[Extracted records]
"""
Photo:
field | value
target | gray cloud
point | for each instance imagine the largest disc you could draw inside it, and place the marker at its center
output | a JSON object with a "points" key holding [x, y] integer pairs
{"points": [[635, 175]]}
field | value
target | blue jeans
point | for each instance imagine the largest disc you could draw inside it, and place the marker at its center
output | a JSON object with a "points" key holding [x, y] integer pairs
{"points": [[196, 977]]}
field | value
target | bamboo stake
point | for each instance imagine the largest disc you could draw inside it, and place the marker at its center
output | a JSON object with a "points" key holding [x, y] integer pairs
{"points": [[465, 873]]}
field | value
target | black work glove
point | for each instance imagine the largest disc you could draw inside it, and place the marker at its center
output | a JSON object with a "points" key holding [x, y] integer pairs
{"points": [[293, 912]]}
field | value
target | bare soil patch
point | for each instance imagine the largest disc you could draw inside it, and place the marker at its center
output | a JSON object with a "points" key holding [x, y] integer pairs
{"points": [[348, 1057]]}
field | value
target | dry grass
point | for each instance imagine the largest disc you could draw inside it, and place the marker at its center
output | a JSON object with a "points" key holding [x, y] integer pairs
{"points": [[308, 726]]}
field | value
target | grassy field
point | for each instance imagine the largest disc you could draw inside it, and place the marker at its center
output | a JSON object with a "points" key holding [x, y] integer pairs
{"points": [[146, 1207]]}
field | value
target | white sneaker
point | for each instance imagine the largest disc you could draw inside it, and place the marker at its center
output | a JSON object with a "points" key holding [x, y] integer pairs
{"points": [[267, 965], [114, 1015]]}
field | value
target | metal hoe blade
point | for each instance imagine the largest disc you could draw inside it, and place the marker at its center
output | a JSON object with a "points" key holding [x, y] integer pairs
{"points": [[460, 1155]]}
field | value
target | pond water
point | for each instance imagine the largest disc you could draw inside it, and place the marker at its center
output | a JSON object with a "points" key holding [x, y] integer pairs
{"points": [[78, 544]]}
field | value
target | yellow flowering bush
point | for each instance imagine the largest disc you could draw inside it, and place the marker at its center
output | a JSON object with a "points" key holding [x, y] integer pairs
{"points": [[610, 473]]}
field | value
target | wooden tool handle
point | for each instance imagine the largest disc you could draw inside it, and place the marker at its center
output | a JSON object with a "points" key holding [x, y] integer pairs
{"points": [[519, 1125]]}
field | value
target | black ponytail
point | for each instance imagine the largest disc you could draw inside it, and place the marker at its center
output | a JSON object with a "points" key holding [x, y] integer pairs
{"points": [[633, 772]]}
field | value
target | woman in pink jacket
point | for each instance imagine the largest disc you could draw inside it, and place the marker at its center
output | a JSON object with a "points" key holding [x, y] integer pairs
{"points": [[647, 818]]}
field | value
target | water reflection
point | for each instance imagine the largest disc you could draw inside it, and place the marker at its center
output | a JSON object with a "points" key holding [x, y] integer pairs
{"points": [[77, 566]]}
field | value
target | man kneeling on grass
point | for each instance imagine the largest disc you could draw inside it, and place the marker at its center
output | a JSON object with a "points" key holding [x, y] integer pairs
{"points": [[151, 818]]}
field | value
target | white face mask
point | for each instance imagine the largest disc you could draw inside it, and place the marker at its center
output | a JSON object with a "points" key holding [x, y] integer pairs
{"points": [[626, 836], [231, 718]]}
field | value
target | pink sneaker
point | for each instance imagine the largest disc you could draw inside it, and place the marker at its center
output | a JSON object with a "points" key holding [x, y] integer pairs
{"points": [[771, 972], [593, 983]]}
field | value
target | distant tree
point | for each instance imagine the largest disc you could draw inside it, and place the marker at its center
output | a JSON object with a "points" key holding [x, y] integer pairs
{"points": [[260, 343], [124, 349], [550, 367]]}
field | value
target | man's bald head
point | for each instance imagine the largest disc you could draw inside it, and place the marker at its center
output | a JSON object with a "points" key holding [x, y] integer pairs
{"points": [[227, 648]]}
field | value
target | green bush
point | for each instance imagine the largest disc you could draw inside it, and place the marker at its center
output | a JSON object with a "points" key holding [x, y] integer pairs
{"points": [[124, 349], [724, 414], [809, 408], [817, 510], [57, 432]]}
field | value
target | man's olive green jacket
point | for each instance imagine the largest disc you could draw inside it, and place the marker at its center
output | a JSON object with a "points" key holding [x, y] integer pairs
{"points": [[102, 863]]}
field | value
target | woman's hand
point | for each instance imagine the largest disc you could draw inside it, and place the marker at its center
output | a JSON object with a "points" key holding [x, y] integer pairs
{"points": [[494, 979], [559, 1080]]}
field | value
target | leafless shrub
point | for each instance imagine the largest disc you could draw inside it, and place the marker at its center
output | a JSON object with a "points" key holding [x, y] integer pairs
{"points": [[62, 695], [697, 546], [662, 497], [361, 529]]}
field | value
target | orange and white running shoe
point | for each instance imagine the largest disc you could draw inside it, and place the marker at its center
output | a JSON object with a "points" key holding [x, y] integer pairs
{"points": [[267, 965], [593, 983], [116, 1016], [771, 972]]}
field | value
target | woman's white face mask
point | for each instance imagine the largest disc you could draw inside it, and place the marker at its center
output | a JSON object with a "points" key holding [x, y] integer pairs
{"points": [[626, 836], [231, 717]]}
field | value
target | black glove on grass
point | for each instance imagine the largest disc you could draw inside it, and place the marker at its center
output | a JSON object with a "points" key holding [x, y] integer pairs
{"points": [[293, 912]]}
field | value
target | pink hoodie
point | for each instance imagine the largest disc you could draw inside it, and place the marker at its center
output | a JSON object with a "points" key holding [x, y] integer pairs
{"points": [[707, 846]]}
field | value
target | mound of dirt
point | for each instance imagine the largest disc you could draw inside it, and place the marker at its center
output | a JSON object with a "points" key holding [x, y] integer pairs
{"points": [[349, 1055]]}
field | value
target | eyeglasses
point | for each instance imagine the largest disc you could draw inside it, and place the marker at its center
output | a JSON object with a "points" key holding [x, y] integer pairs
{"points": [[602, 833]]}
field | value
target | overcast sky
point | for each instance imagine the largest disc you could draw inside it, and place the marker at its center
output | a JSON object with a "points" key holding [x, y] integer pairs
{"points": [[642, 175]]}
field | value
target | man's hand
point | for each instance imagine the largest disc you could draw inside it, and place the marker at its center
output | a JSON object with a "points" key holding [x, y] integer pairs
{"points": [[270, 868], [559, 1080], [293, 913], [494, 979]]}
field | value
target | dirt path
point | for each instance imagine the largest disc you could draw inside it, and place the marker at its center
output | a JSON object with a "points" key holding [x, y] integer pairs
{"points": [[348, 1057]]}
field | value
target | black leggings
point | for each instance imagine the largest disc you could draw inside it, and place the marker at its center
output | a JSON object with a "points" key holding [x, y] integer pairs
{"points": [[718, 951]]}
"""
Please restate the whole listing word for word.

*Correct answer:*
Photo:
field | value
target | gray cloud
point | for each instance imagine the largest disc you could draw inside it, and place the marker at its center
output | a JSON object with a "points" key holding [x, y] integer pairs
{"points": [[635, 175]]}
field | value
target | blue jeans
point | for each instance imagine the largest disc you could draw inside it, and place the marker at its center
output | a JSON object with a "points" key holding [x, y] integer pairs
{"points": [[196, 977]]}
field | value
target | bamboo stake
point | for each instance imagine the largest disc you could draw inside it, and place the marker at its center
output | a JSON object with a "points" key holding [x, y] integer pairs
{"points": [[465, 873]]}
field | value
target | black work glove
point | for each instance imagine the largest disc you could draw inside it, and place the marker at its center
output | a JSON object with a "points" key holding [x, y] integer pairs
{"points": [[293, 912]]}
field | value
target | bare soil patch
point | for each instance imagine the largest disc you could draw inside it, and place the marker at its center
output | a JSON object with a "points" key holding [x, y] integer pairs
{"points": [[348, 1057]]}
field | value
target | dry grass
point | for each instance imagine the largest disc you could draw inside it, and place the marker at its center
output | a JSON object with a "points" key holding [x, y] integer pairs
{"points": [[308, 726]]}
field | value
target | grassy field
point | for each instance imagine the largest disc you could draw inside it, and place the marker at its center
output | a JSON object with a "points" key holding [x, y] integer pairs
{"points": [[146, 1207]]}
field | value
target | white sneaker
point | for each instance imagine the largest disc you could draw inside it, and place the marker at its center
output | a JSON object with a "points" key holding [x, y] integer pairs
{"points": [[267, 965], [114, 1015]]}
field | value
target | metal hoe blade
point | for each instance imagine the largest disc you could draw inside it, and place the marker at its center
output | a JSON object with a "points" key holding [x, y] integer pairs
{"points": [[460, 1155]]}
field | value
target | pond water
point | for each instance imagine the largest disc you could draw inside it, and place the marker at its center
output | a JSON object with a "points" key holding [x, y] integer pairs
{"points": [[78, 544]]}
field | value
target | yellow flowering bush
point | for each instance imagine the largest disc you could draw inside it, and place the marker at its center
output | a JSON object with a "points" key holding [x, y] integer pairs
{"points": [[610, 473]]}
field | value
target | wooden tool handle
point | for each instance imagine the largest disc you could draw inside it, and place the marker at its center
output | a JSON object with a "points" key holding [x, y] integer pairs
{"points": [[519, 1125]]}
field | value
target | black ponytail
point | for each instance imagine the largest disc you could draw inside it, and place the marker at its center
output | a JSON object with a "points" key holding [x, y] integer pairs
{"points": [[633, 772]]}
field | value
target | woman in pink jacket
point | for each instance imagine the largest disc you could draw inside it, and place the marker at its center
output | a JSON object with a "points" key holding [x, y] integer pairs
{"points": [[647, 818]]}
field | value
target | water reflection
point | for each instance imagine the largest disc you could draw inside it, and place the marker at its center
output | a JSON object with a "points" key holding [x, y] integer pairs
{"points": [[77, 566]]}
field | value
target | man kneeling on grass
point | for each instance imagine the largest disc you could draw inside it, and place the marker at its center
output | a JSON object with a "points" key holding [x, y] integer pairs
{"points": [[151, 818]]}
field | value
target | white face mask
point | for each instance imagine the largest disc you could draw inside it, and place the marker at its center
output | a JSON object with a "points" key holding [x, y] integer pairs
{"points": [[626, 836], [231, 718]]}
field | value
target | pink sneaker
point | for each instance imagine the largest disc you could draw inside it, and place the marker at its center
output | a JSON object with a "points" key holding [x, y] integer pairs
{"points": [[771, 972], [593, 983]]}
field | value
target | distant tree
point | for each instance imagine the largest disc you could draw inside it, and place the marker at its center
output | a JSON object with a "points" key holding [x, y] integer pairs
{"points": [[260, 343], [124, 349], [550, 367]]}
field | value
target | man's bald head
point | for each instance imagine the largest disc you could draw inside it, and place the marker at its center
output | a JSON object with a "points" key holding [x, y] integer pairs
{"points": [[227, 648]]}
field | value
target | green bush
point | for each instance imagine the largest disc you could draw inside it, and place the marker at its center
output | a JSON object with a "points" key holding [x, y] integer pairs
{"points": [[124, 349], [724, 414], [809, 408], [817, 510], [57, 432]]}
field | value
target | man's olive green jacket
point | for each instance imagine the largest disc you could draw inside it, and place the marker at its center
output | a JSON object with a "points" key holding [x, y] integer pairs
{"points": [[102, 863]]}
field | value
target | woman's hand
point | for each instance imagine the largest disc you could draw inside it, and place the marker at its center
output | a JSON object with a "points" key holding [x, y] integer pairs
{"points": [[494, 979], [559, 1080]]}
field | value
target | leafless shrub
point | for each instance imagine the largest disc you could draw inside it, and place the marker at its center
output | a JSON object with a "points" key holding [x, y] integer pairs
{"points": [[62, 695], [697, 546], [662, 497], [361, 529]]}
field | value
target | orange and white running shoe
point | for each instance imagine the largest disc you could draw inside it, and place the marker at its center
output | a JSON object with a "points" key holding [x, y] integer pairs
{"points": [[267, 965], [593, 983], [116, 1016], [771, 972]]}
field | value
target | woman's white face mask
point | for each instance imagine the largest disc you could draw inside it, and place the marker at its center
output | a JSON object with a "points" key holding [x, y] integer pairs
{"points": [[626, 836], [231, 717]]}
field | value
target | black glove on grass
point | for each instance imagine the largest disc you could draw inside it, and place the marker at its center
output | a JSON object with a "points" key holding [x, y] integer pairs
{"points": [[293, 912]]}
field | value
target | pink hoodie
point | for each instance imagine the largest disc you could draw inside it, and place the marker at its center
output | a JSON object with a "points" key holding [x, y] integer pairs
{"points": [[707, 846]]}
field | value
target | mound of dirt
point | for each instance imagine the largest disc you could draw inside it, and place the marker at its center
output | a JSON object with a "points" key holding [x, y] integer pairs
{"points": [[349, 1055]]}
field | value
target | eyeglasses
point | for each instance imagine the largest disc you could draw inside it, and place the marker at its center
output | a JSON object with a "points" key holding [x, y] integer pairs
{"points": [[602, 833]]}
field | value
target | overcast sky
point | for each instance imagine the largest disc you could draw inside it, and place the marker at its center
output | a JSON object with a "points" key holding [x, y] integer pairs
{"points": [[642, 175]]}
field | value
target | man's hand
point | for each instance imagine the largest disc you could draw inside it, and place the marker at its center
output | a JSON object with a "points" key holding [x, y] integer pairs
{"points": [[270, 868], [559, 1080], [293, 913], [494, 979]]}
field | value
target | dirt path
point | for each instance imagine the largest disc you could draw inside it, and place the marker at its center
output | a JSON object with a "points" key holding [x, y] integer pairs
{"points": [[348, 1057]]}
field | value
target | black leggings
point | for each instance imagine the largest disc you could draw inside it, and place the marker at its center
output | a JSON object with a "points" key holding [x, y] integer pairs
{"points": [[718, 951]]}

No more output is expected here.